### TEXT PROVIDED:

Sunday, November 7, 2010

Never judge a man till you have walked in his clown shoes.

For those who know me well will certainly attest I have always been a fashion disaster. If it is possible to wear something that has either gone out of style or was never in style, I own it. Last evening we decided to go to see Secretariat. That was the easy part. Because I quit smoking in August the clothes that normally would be in the rotation are not. 25 extra pounds of sexy blubber has made it difficult if not impossible to get into my regular blue jeans. I did manage to find a pair that actually slipped over my new found belly without sucking in so hard to button them that the buttons on my shirt started popping. Even when I attempted simple tasks such has walking and sitting the pain and loss of blood flow wasn't to extreme.

Just to make sure the look I was throwing down would turn a few heads I wore my best sneakers. The problem was the jeans went out of style sometime in the 90's. They fit tight right at the ankles which managed to make my size 11 shoe look like a pair of clown shoes. If I had a bow tie that would squirt water it would have been perfect. We rode to the movies in a tiny little car and 16 of us got out. Not really, but with the jeans and shoes I could have made it work.

### DATA ENTRIES:
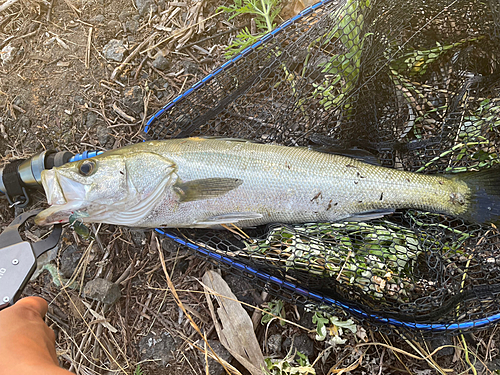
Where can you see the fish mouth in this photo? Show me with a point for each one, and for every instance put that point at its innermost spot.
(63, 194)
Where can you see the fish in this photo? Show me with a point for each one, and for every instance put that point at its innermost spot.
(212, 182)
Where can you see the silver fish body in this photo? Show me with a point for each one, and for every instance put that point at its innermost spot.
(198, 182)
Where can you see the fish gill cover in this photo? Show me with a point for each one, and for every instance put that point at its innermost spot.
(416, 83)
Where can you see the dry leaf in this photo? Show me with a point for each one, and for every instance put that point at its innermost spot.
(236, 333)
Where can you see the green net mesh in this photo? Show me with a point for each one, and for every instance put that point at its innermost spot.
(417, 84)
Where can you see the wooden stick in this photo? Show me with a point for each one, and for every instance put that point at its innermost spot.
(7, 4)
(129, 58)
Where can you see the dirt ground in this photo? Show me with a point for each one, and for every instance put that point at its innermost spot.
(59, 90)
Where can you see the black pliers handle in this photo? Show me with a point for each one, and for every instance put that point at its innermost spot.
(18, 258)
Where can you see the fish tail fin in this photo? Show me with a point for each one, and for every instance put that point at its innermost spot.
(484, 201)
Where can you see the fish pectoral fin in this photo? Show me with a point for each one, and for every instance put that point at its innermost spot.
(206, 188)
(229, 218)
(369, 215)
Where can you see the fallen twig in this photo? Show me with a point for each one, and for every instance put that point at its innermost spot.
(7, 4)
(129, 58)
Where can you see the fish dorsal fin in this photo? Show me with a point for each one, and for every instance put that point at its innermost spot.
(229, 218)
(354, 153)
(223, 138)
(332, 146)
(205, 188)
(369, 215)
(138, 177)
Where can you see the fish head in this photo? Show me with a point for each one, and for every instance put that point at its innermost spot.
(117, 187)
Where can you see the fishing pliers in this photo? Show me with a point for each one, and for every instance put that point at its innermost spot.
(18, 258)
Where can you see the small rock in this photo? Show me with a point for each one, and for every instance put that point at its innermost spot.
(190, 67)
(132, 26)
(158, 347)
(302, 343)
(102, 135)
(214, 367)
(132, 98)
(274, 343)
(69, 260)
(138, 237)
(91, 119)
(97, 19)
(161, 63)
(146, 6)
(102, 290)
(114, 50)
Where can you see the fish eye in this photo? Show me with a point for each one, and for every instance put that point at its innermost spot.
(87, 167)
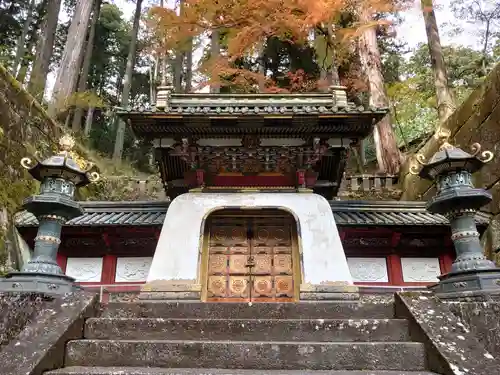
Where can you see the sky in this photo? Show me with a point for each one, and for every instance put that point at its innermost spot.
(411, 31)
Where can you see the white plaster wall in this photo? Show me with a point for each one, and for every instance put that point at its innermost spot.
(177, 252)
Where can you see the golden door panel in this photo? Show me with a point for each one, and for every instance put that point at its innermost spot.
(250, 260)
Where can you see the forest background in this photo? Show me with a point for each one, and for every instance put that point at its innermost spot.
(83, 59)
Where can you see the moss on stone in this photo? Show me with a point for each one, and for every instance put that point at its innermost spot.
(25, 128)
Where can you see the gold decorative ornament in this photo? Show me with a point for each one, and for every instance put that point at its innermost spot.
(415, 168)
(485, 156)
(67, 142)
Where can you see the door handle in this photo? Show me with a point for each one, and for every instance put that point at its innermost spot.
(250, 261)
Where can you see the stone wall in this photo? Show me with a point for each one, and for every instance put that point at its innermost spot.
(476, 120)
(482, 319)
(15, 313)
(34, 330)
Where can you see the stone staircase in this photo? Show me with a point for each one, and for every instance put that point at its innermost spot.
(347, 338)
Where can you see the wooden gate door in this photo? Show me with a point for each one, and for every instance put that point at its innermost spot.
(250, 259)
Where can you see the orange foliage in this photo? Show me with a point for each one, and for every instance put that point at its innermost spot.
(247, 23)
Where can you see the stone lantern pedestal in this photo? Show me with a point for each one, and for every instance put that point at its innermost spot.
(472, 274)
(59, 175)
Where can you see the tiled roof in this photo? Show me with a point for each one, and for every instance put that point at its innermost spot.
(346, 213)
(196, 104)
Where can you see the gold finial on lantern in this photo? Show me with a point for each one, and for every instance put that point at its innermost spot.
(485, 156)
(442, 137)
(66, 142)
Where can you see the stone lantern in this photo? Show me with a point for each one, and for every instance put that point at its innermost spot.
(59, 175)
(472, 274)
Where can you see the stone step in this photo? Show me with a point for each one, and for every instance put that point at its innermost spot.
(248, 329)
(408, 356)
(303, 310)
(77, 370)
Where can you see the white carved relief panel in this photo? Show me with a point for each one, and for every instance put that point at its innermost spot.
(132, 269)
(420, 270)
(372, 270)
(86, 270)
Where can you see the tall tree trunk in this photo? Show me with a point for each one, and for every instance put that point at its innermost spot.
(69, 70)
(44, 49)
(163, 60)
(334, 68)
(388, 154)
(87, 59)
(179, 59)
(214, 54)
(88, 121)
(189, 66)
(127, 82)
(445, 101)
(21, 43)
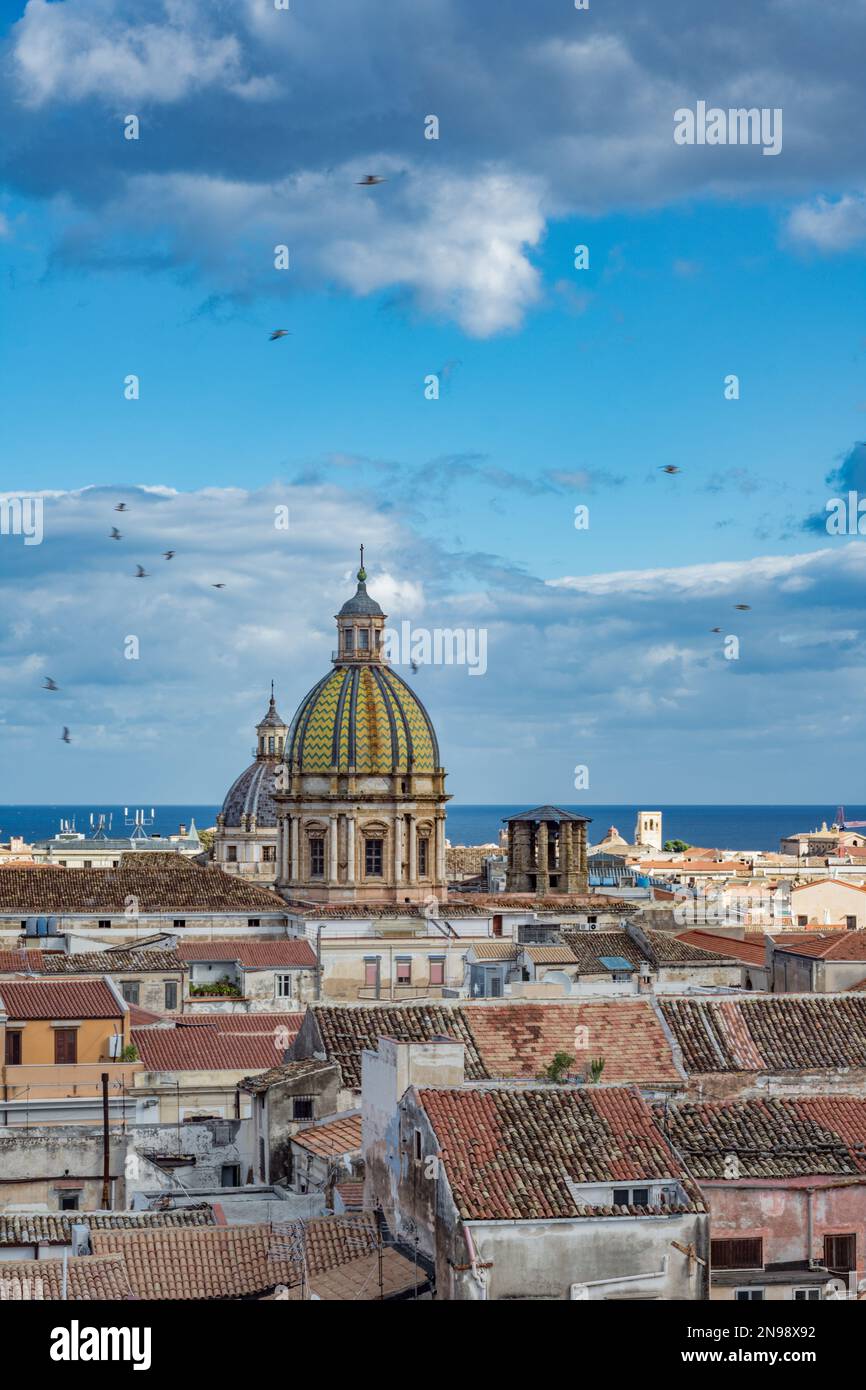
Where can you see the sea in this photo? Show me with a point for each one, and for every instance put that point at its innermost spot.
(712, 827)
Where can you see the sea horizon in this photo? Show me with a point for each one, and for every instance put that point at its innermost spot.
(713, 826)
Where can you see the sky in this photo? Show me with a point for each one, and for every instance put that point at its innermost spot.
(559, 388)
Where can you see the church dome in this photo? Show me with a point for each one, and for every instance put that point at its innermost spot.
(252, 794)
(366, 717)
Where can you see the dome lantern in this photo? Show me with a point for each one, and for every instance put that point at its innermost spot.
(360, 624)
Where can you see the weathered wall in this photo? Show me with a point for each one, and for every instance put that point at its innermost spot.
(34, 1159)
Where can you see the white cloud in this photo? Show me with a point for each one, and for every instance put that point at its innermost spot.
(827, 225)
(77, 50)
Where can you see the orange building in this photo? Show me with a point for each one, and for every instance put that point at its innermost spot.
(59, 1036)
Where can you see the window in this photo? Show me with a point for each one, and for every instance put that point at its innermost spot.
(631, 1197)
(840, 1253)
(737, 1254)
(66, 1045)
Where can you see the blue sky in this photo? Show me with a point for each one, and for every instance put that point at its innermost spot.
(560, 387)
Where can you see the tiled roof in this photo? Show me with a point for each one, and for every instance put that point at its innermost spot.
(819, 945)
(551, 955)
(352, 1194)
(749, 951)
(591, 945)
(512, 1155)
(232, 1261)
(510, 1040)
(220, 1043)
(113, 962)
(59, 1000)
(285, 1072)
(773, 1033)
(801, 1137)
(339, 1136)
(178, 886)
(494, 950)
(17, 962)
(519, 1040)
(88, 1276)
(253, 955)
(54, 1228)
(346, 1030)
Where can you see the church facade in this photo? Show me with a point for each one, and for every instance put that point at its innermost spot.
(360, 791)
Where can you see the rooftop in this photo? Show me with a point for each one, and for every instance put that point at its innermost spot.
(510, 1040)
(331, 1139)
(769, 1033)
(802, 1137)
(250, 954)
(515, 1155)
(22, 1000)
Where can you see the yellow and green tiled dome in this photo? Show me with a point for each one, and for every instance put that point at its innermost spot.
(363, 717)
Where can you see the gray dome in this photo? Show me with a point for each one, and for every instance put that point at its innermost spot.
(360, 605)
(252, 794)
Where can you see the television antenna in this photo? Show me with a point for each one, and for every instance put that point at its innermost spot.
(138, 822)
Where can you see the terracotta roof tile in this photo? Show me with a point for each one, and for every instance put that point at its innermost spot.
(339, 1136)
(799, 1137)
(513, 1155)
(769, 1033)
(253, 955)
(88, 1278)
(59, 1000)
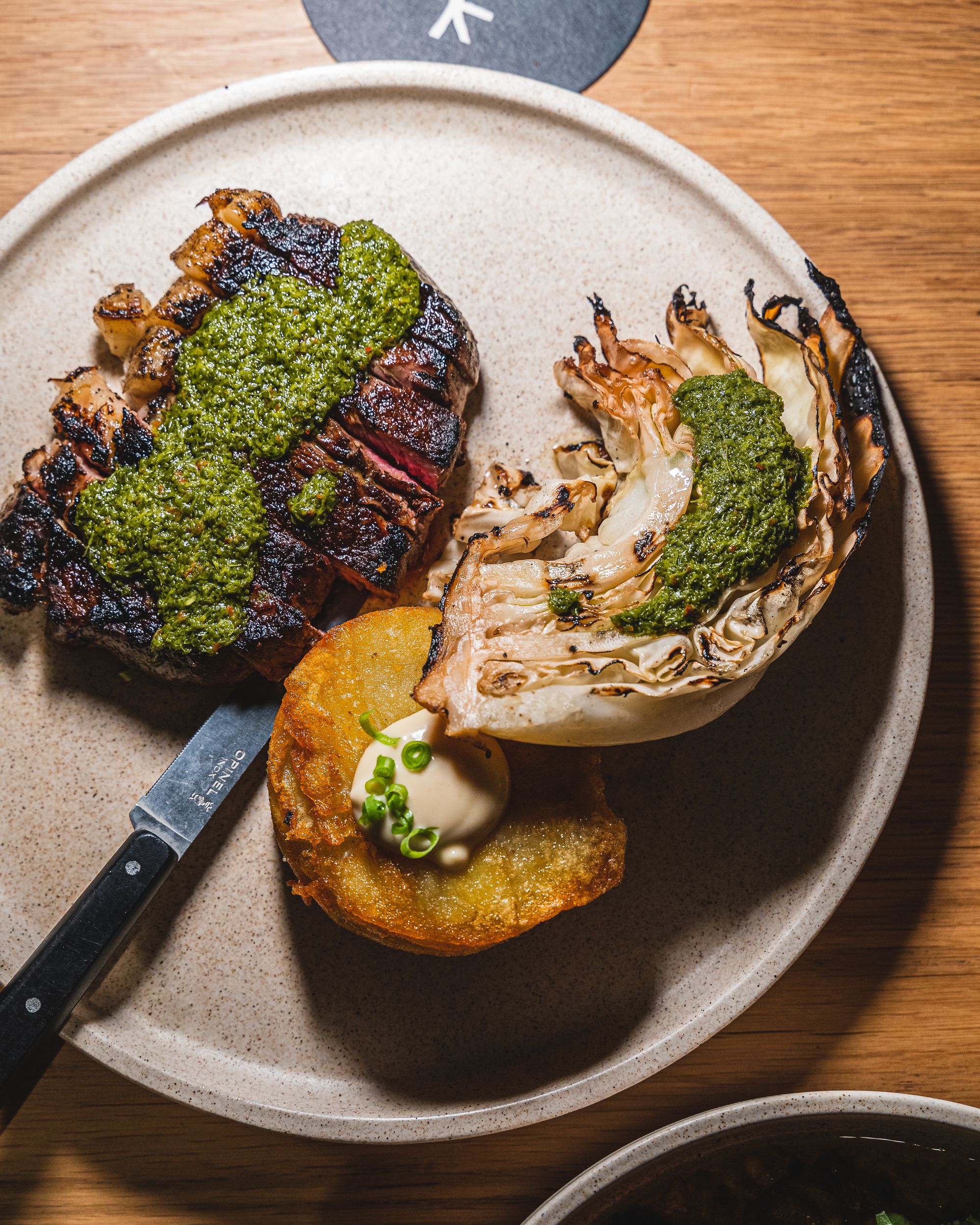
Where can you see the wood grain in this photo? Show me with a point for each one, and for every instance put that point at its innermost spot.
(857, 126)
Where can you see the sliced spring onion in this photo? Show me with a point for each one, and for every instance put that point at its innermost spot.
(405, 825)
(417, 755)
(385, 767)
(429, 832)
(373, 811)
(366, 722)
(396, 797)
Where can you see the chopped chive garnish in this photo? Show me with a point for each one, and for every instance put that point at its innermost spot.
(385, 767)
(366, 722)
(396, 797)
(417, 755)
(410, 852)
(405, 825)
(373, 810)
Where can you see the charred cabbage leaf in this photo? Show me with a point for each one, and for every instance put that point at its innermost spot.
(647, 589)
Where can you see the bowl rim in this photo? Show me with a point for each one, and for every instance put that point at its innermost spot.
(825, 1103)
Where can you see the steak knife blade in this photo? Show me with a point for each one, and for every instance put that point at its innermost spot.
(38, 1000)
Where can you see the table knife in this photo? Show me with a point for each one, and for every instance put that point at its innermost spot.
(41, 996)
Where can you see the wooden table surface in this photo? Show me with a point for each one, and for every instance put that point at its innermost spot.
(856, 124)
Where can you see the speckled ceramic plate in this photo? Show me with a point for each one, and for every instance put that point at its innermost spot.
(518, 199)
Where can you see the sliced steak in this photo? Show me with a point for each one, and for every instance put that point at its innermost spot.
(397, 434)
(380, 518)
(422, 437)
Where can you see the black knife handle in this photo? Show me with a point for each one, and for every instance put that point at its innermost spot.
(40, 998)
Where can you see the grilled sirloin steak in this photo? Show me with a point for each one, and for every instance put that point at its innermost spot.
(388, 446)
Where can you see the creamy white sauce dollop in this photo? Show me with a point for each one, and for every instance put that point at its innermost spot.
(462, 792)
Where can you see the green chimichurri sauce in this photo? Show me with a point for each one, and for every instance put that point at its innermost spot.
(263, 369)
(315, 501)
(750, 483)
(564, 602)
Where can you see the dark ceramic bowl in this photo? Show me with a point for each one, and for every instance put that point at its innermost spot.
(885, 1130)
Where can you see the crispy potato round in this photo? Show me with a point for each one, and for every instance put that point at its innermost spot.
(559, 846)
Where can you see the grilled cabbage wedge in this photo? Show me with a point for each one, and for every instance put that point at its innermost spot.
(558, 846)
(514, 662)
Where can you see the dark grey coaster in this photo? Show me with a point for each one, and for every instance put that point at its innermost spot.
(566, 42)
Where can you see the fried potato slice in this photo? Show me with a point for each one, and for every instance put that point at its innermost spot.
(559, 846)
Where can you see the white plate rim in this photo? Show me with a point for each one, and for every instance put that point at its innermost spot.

### WHAT THE TASK ASKS:
Reproduce the stretch of the clown shoes blog post from "For those who" through "wasn't to extreme.", word for word.

### TASK RESPONSE:
For those who know me well will certainly attest I have always been a fashion disaster. If it is possible to wear something that has either gone out of style or was never in style, I own it. Last evening we decided to go to see Secretariat. That was the easy part. Because I quit smoking in August the clothes that normally would be in the rotation are not. 25 extra pounds of sexy blubber has made it difficult if not impossible to get into my regular blue jeans. I did manage to find a pair that actually slipped over my new found belly without sucking in so hard to button them that the buttons on my shirt started popping. Even when I attempted simple tasks such has walking and sitting the pain and loss of blood flow wasn't to extreme.